Objective 1: Would you extract the passage of the Huon Valley mayor article from "In 2011, you" to "has been getting."?
Objective 2: Can you write the next part of the article on Mayor Armstrong and the Huon Valley council, starting right after its last sentence?

Excerpt:
[BEGIN]

‘I can stand for mayor again,’ says MLC Armstrong 4

Huon Valley Guessing Games

Mayor Robert Armstrong, elected this month to the Tasmanian Legislative Council, has warned the citizens of the Huon Valley that, if he so wishes, he “can stand for mayor again”.

Armstrong, it is understood, has legal advice that tells him the Local Government Act 1993 would allow him to stand again even though he is now an MLC. The authority seems to lie in the June 20, 2013, amendments to Schedule 5, Clause 3(1) of the act — amendments that require close reading, and, even then, the tortuous text leaves the mind boggling. It seems, however, that at least one lawyer thinks he/she knows what it means.

The mayor’s revelation that he believes he could legally stand again — he didn’t say he would! — came in his answer to a question from the public at council’s meeting last Wednesday evening (May 15). The question, posed by Cygnet ratepayer Helen Murnane, read thus:

In 2011, you campaigned on a platform of being a full-time mayor for the Huon Valley. This year, you campaigned on a platform of being a full-time LegCo member. Now we are told that you are doing both jobs. Can you give us voters an assurance that you are doing both jobs full time? If so, what arrangements have you in place should a clash of HVC/LegCo commitments occur? Do you feel that your “honesty, integrity and commitment” pledge in your LegCo campaign is in any way compromised?

So smoothly delivered was Armstrong’s answer, one might imagine he had advance notice of the question. Well, you really never know who’s listening these days. Whether he had or not, the free-flowing delivery of his reply seems to confirm that he is benefiting from the public-speaking tutoring that rumour suggests he has been getting.

Armstrong, in his reply, said he didn’t feel his pledge had been compromised: “No I don’t . . . I was elected by the people of the Huon Valley to see my term out . . .”

Anyone interested in Huon Valley politics must be well aware that Armstrong intends to stay on as mayor until his term expires in October (when all nine councillors’ terms will expire and elections will be held for all council positions, including those of mayor and deputy mayor).

Word went out in Cygnet on the LegCo polling day (May 3) — after someone said he heard someone say something to someone in the Red Velvet Lounge — that Armstrong would not be stepping down immediately as mayor if he got elected to LegCo. Armstrong confirmed this as fact soon after his election became official, when he said council had legal advice that it was OK for him to stay on as mayor. My layman’s assessment of the law tells me council’s advice is sound.

It was Armstrong’s next statement that raised eyebrows — well, mine anyway: “I can stand for mayor again . . . ,” he declared. In the doldrumic air of the council chamber, not even a slightest stirring, not even among the usual pitiful few in the public gallery (four this time, all from Cygnet, including me).

[END]

Data entries:
[BEGIN]

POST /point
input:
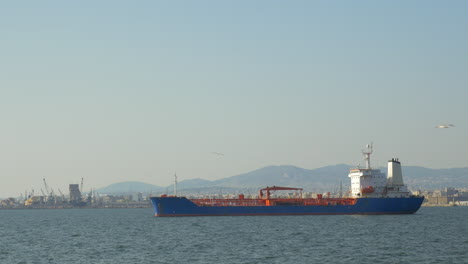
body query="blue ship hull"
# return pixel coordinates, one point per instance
(181, 206)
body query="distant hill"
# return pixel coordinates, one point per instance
(322, 179)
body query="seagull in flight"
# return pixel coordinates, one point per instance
(445, 126)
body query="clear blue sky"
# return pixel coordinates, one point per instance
(132, 91)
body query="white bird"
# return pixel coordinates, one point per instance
(445, 126)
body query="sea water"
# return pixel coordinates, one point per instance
(432, 235)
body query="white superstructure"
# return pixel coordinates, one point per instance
(368, 182)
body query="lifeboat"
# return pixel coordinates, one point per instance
(368, 189)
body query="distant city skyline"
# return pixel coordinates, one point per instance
(117, 91)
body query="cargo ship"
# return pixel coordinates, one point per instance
(372, 192)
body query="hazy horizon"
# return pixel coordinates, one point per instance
(117, 91)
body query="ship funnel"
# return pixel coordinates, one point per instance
(394, 176)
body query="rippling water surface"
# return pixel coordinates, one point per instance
(432, 235)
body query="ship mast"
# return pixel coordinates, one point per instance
(175, 184)
(366, 152)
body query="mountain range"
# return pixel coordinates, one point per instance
(322, 179)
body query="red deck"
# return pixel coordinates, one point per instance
(274, 202)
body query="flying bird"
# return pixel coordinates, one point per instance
(445, 126)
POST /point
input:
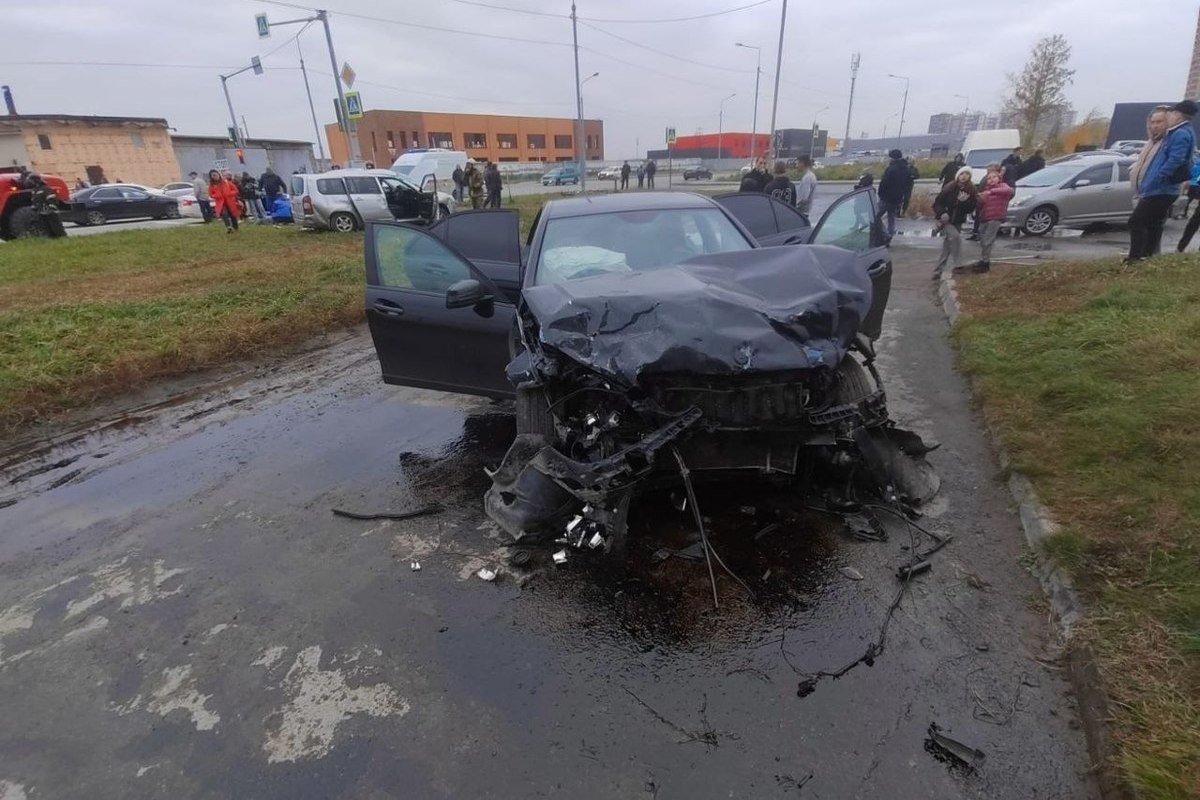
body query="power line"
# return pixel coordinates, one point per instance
(676, 19)
(663, 53)
(424, 26)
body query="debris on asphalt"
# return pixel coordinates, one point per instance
(952, 751)
(912, 570)
(388, 515)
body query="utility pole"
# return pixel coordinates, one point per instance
(779, 67)
(853, 76)
(757, 77)
(580, 154)
(312, 109)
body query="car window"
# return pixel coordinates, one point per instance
(847, 223)
(633, 241)
(754, 211)
(363, 185)
(413, 259)
(1097, 175)
(330, 186)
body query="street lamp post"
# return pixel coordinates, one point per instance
(720, 124)
(904, 107)
(813, 136)
(583, 167)
(757, 76)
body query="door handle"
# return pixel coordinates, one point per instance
(388, 308)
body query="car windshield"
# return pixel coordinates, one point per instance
(633, 241)
(981, 158)
(1050, 175)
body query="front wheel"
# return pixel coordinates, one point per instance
(1041, 221)
(343, 223)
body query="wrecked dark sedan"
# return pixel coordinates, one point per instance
(652, 338)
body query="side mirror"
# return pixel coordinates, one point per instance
(466, 294)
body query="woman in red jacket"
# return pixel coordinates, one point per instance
(225, 193)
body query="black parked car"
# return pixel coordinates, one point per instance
(648, 337)
(99, 204)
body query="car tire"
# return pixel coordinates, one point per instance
(25, 222)
(1041, 221)
(533, 413)
(343, 223)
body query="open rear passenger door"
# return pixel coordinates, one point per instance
(769, 221)
(437, 320)
(852, 222)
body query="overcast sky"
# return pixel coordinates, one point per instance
(1122, 50)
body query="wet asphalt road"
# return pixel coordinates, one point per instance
(181, 615)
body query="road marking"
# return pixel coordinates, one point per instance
(321, 699)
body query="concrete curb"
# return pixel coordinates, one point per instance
(1081, 665)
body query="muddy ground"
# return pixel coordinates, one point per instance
(183, 615)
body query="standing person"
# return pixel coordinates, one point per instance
(225, 199)
(1011, 167)
(201, 188)
(271, 186)
(991, 208)
(807, 188)
(757, 178)
(955, 202)
(474, 185)
(952, 168)
(913, 174)
(493, 184)
(894, 185)
(247, 190)
(1032, 164)
(460, 180)
(781, 186)
(1159, 185)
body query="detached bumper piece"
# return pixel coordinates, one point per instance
(537, 489)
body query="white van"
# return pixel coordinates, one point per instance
(983, 148)
(417, 166)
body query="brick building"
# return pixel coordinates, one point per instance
(133, 149)
(383, 134)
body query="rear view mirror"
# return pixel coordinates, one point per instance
(465, 294)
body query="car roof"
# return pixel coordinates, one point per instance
(579, 206)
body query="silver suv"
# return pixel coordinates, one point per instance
(345, 199)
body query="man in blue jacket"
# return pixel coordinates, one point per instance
(1159, 186)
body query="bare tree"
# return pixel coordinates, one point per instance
(1037, 91)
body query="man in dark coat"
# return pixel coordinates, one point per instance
(895, 182)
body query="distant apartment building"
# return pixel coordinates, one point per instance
(1193, 88)
(383, 134)
(135, 149)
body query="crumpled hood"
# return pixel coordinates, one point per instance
(765, 310)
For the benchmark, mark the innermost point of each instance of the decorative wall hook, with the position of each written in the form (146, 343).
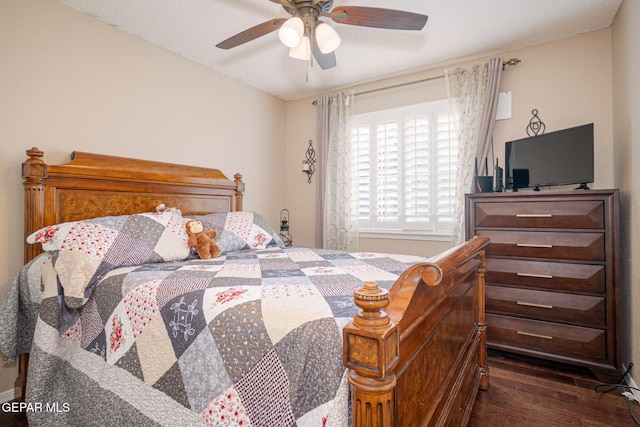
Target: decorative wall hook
(309, 163)
(285, 234)
(536, 126)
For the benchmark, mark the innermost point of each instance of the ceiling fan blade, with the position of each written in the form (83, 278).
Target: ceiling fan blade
(325, 60)
(251, 34)
(378, 18)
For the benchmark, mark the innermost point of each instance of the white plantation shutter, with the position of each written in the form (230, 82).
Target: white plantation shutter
(387, 173)
(405, 167)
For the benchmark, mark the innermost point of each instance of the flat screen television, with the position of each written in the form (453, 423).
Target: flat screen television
(562, 157)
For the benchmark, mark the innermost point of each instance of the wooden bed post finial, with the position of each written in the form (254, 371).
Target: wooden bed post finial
(371, 351)
(34, 172)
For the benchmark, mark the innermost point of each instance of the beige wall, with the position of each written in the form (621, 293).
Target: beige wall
(568, 81)
(69, 82)
(626, 143)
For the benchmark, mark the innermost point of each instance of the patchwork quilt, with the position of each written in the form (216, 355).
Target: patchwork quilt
(252, 338)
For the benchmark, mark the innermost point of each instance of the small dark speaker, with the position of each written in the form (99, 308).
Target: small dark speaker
(497, 179)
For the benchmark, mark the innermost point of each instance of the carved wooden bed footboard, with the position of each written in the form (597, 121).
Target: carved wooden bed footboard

[END]

Written reply 1:
In 2011, you campaigned on a platform of being a full-time mayor for the Huon Valley. This year, you campaigned on a platform of being a full-time LegCo member. Now we are told that you are doing both jobs. Can you give us voters an assurance that you are doing both jobs full time? If so, what arrangements have you in place should a clash of HVC/LegCo commitments occur? Do you feel that your “honesty, integrity and commitment” pledge in your LegCo campaign is in any way compromised?

So smoothly delivered was Armstrong’s answer, one might imagine he had advance notice of the question. Well, you really never know who’s listening these days. Whether he had or not, the free-flowing delivery of his reply seems to confirm that he is benefiting from the public-speaking tutoring that rumour suggests he has been getting.

Written reply 2:
Yet the implications of the mayor’s assertion must surely have exercised the minds of at least one or two in the room, especially of those with an eye to spending more years as councillors, perhaps even as mayor. Everyone present had heard the mayor suggesting that he was confident that he could do both jobs — as MLC and mayor — seemingly indefinitely; and that this would not compromise his “honesty, integrity, commitment” pledge.

Next day, I took another look at the act, especially those June 2013 amendments. Section 270, which covers eligibility to nominate as a councillor, seems to have nothing in it that would prevent a local government councillor who is also an MLC from renominating as a councillor, or for competing for a mayoral position.

So, on to ‘Schedule 5, Clause 3 — Vacation of Office’. This was amended on June 20 last year, by the insertion of two new paragraphs — (ea) and (eb).

Readers should wade through the intricacies of Clause 3 in its entirety, so that they can draw their own conclusions as to whether Armstrong can — as he says he can — “stand for mayor again” in October. I’m not certain, but I think he can — though conditions apply.

Clause 3, amended, now reads:

Vacation of office
1. The office of a councillor becomes vacant if the councillor — (a) dies; or (b) resigns; or (c) is absent without leave from 3 consecutive ordinary meetings of the council; or (d) is removed or dismissed from office under this Act; or (e) becomes a paid employee of the council; or (ea) is, on the day on which he or she begins to hold that office, a member of the Legislative Council, or the House of Assembly, and is such a member for 30 days continuously during that term of office of the councillor; or (eb) becomes, after the day on which he or she begins to hold that office, a member of the Legislative Council, or the House of Assembly, and is such a member for 12 months continuously during that term of office as a councillor; or (f) is no longer eligible to nominate as a candidate under section 270.

2. If the general manager becomes aware of a vacancy, the general manager is to notify the Electoral Commissioner.
I know, it’s the usual legal gobbledygook from which lawyers are able weave counter arguments from identical material. Much of Tasmania’s law seems to be written to ensure that, when the moment is opportune, it is vulnerable to abuse. How otherwise could this state, for nearly two centuries, have been so crooked and inept in its governance, and its corporate monsters so controlling of each government?

(Maybe there is a lawyer out there, practised in reading and interpreting legislation, who is happy to provide a pro bono explanation of what Schedule 5 means for an MLC who is also a sitting councillor, perhaps even a mayor.)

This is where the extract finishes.